LISTED ENTRIES:
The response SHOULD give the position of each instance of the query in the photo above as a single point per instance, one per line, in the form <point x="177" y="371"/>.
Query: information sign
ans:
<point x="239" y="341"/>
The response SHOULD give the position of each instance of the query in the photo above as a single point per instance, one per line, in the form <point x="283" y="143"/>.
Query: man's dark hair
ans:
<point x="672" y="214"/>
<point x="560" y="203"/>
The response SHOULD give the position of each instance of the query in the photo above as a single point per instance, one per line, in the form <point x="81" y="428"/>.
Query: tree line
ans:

---

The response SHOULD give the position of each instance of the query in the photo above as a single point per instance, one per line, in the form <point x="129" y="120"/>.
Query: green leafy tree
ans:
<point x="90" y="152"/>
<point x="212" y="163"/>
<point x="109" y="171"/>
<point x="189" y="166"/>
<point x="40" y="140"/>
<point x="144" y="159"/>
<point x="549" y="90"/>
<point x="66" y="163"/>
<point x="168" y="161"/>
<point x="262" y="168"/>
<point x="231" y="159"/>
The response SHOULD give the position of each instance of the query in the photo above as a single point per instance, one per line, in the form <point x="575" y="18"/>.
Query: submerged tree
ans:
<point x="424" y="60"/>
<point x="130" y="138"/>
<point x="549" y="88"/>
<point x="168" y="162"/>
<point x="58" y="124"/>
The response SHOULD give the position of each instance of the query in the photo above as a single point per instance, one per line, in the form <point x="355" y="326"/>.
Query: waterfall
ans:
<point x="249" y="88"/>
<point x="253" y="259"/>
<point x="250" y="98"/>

---

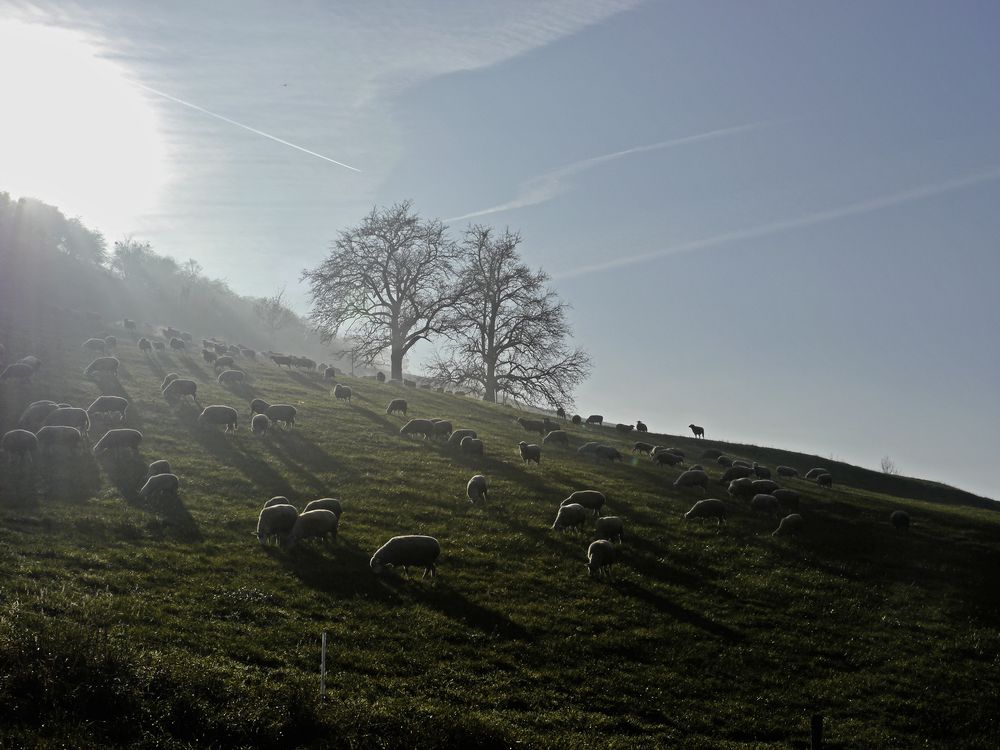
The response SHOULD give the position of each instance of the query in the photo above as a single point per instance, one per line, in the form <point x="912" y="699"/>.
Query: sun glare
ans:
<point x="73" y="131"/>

TASK STATEMENT: How many lines of the data above contain the word "photo"? Case matters, and the reply should be only the number.

SOLUTION TO THE EXERCISE: 7